== Segment start ==
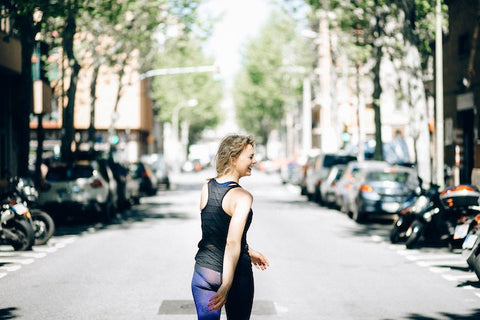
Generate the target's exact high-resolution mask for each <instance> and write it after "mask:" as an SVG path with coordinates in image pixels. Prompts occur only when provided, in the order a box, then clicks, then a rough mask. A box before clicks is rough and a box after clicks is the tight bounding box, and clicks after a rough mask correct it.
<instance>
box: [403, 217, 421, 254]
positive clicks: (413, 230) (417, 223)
mask: <svg viewBox="0 0 480 320" xmlns="http://www.w3.org/2000/svg"><path fill="white" fill-rule="evenodd" d="M422 233H423V225H422V224H421V223H419V222H417V221H415V222H414V223H413V224H412V225H411V227H410V228H409V229H408V231H407V236H408V239H407V241H406V242H405V246H406V247H407V249H413V248H415V247H416V246H418V245H419V243H420V238H421V237H422Z"/></svg>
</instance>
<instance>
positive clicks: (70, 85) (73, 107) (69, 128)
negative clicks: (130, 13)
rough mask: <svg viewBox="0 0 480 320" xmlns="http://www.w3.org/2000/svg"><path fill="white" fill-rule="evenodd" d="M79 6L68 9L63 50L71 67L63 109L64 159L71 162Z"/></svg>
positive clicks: (62, 144)
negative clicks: (76, 43) (77, 6)
mask: <svg viewBox="0 0 480 320" xmlns="http://www.w3.org/2000/svg"><path fill="white" fill-rule="evenodd" d="M77 9H78V8H77V6H76V5H75V4H74V5H72V6H71V8H70V10H68V13H69V15H68V17H67V18H66V22H65V30H64V38H63V50H64V52H65V54H66V56H67V60H68V65H69V66H70V67H71V75H70V86H69V88H68V90H67V99H68V102H67V106H66V107H65V108H64V110H63V136H62V146H61V153H62V155H61V156H62V160H63V161H65V162H71V161H72V160H73V157H72V148H71V146H72V142H73V134H74V127H73V126H74V114H75V94H76V91H77V82H78V73H79V72H80V65H79V64H78V62H77V59H76V58H75V54H74V52H73V40H74V36H75V32H76V27H77V25H76V21H75V15H76V12H77Z"/></svg>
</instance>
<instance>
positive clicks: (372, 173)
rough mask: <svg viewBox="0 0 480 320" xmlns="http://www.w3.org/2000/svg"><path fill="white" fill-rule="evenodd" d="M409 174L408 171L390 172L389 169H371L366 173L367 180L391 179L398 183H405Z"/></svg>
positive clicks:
== Segment end ==
* [Exercise goal]: The response has to be an exact copy of all the data, pictures excluded.

* [Expected answer]:
Generate the target's exact high-resolution mask for each <instance> and write it after "mask:" as an SVG path with coordinates in image pixels. Prompts occur only when provided, in the order a box, then clicks, then a rough mask. A box before clicks is rough and a box after clicks is the tight bounding box, and clicks after a rough mask correct it.
<instance>
box: [403, 217, 421, 254]
positive clicks: (413, 230) (417, 223)
mask: <svg viewBox="0 0 480 320" xmlns="http://www.w3.org/2000/svg"><path fill="white" fill-rule="evenodd" d="M422 233H423V225H422V224H421V223H419V222H417V221H415V222H414V223H413V224H412V225H411V227H410V228H409V229H408V231H407V236H408V239H407V241H406V242H405V246H406V247H407V249H413V248H415V247H416V246H418V245H419V243H420V238H421V237H422Z"/></svg>
</instance>
<instance>
positive clicks: (70, 85) (73, 107) (69, 128)
negative clicks: (130, 13)
rough mask: <svg viewBox="0 0 480 320" xmlns="http://www.w3.org/2000/svg"><path fill="white" fill-rule="evenodd" d="M79 6L68 9L63 50L71 67L63 109L64 159L71 162Z"/></svg>
positive clicks: (62, 144)
negative clicks: (76, 43) (77, 6)
mask: <svg viewBox="0 0 480 320" xmlns="http://www.w3.org/2000/svg"><path fill="white" fill-rule="evenodd" d="M77 9H78V8H77V6H76V5H75V4H74V5H72V6H71V8H70V10H68V13H69V15H68V17H67V18H66V22H65V30H64V38H63V50H64V52H65V54H66V56H67V60H68V65H69V66H70V67H71V75H70V86H69V88H68V90H67V99H68V102H67V106H66V107H65V108H64V110H63V136H62V146H61V153H62V155H61V156H62V160H63V161H65V162H71V161H72V160H73V157H72V148H71V146H72V142H73V134H74V127H73V126H74V114H75V94H76V91H77V82H78V73H79V72H80V65H79V64H78V62H77V59H76V58H75V54H74V52H73V40H74V36H75V32H76V27H77V25H76V21H75V15H76V12H77Z"/></svg>
</instance>
<instance>
positive clicks: (372, 173)
rough mask: <svg viewBox="0 0 480 320" xmlns="http://www.w3.org/2000/svg"><path fill="white" fill-rule="evenodd" d="M409 174L408 171L390 172L389 169H371L366 173L367 180L391 179L398 183H405Z"/></svg>
positive clicks:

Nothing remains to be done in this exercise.